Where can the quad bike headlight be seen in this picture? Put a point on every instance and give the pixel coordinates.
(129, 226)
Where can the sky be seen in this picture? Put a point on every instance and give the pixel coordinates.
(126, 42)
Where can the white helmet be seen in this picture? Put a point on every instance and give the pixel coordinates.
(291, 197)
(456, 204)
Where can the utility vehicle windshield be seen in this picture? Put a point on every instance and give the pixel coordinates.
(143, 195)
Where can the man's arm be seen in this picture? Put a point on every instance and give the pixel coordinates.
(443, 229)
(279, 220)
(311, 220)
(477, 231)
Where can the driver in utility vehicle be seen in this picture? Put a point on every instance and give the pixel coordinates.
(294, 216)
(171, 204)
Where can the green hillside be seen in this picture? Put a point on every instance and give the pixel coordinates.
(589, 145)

========================================================================

Instructions for the task: Repeat exactly the lines from the line containing "Where can the man's" through the end of the listing above; both boundary lines are part of the output.

Result:
Where can the man's arm be seen in this picture? Put a point on every instance and give the pixel coordinates.
(443, 229)
(279, 220)
(311, 220)
(477, 231)
Where can the driver in utility vehicle be seen in this picture? Put a point on every instance and give the pixel coordinates.
(294, 216)
(171, 204)
Where can the green hillside be seen in this picture? Put a point on every instance and give the pixel coordinates.
(589, 145)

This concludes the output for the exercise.